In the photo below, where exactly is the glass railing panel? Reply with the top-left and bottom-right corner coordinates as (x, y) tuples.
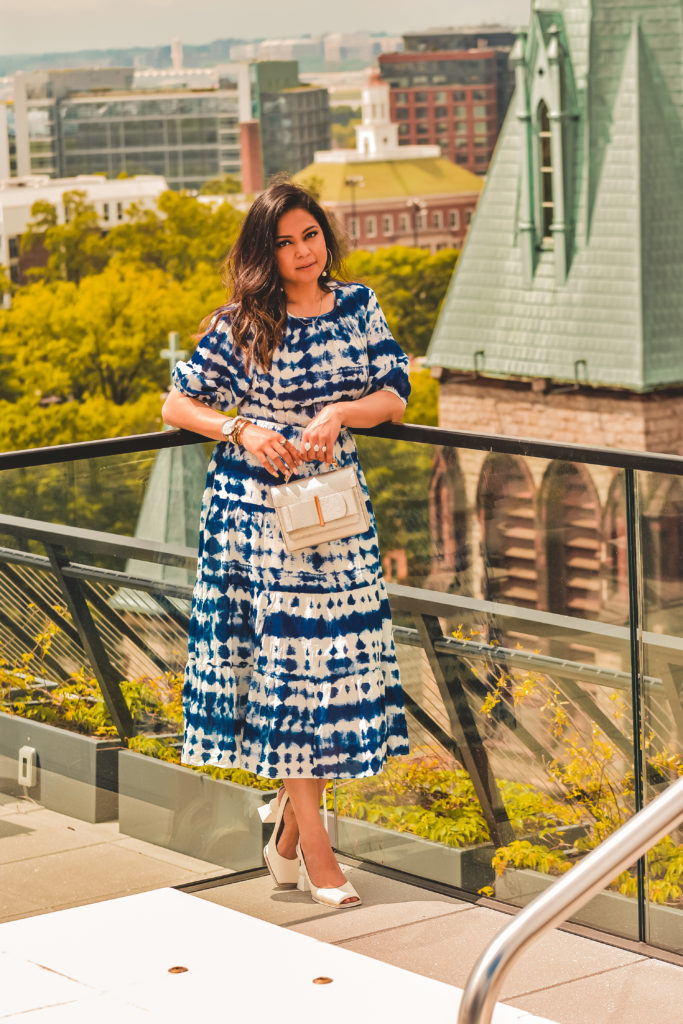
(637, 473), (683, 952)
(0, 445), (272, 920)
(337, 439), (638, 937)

# # # #

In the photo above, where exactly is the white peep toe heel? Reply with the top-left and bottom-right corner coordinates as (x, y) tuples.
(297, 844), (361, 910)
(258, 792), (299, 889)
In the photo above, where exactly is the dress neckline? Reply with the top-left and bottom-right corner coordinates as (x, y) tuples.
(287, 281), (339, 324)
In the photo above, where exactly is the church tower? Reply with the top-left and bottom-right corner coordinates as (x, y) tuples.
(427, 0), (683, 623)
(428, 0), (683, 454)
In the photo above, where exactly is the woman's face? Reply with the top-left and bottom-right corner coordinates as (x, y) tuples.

# # # #

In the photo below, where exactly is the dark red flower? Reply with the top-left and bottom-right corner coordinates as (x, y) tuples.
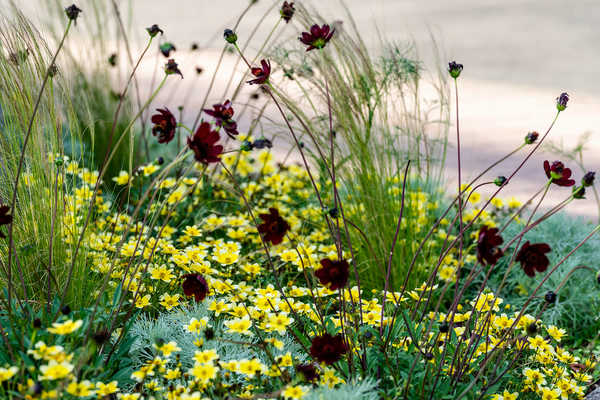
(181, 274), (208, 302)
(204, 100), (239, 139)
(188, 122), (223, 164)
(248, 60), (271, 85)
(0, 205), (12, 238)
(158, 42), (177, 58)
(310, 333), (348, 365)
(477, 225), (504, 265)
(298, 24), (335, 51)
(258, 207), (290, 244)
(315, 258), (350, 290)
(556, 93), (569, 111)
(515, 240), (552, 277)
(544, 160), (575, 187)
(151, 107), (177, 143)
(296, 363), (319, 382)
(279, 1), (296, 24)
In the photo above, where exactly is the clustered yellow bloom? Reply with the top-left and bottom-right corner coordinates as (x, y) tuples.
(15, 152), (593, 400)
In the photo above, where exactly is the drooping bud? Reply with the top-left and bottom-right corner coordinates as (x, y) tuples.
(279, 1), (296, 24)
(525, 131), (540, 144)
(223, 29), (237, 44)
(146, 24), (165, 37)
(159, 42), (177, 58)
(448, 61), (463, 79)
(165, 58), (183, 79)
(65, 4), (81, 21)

# # # #

_Directions_
Arrange everything from the row containing "In the photo above, where exactly is the dress" down to the row containing "In the photo above, where exactly is the woman's", both included, as a numbered list, omitting any blank lines.

_Answer in full_
1. In the photo above, where exactly is the dress neckline? Reply with the top-left and bottom-right corner coordinates as (x, y) tuples.
2. (287, 281), (339, 324)
3. In the photo above, where exactly is the church tower? Reply with the top-left and bottom-right corner coordinates as (x, y) tuples.
4. (427, 0), (683, 623)
5. (428, 0), (683, 454)
6. In the photo above, where exactly is the woman's face? Reply with the top-left and bottom-right corner coordinates as (x, y) tuples.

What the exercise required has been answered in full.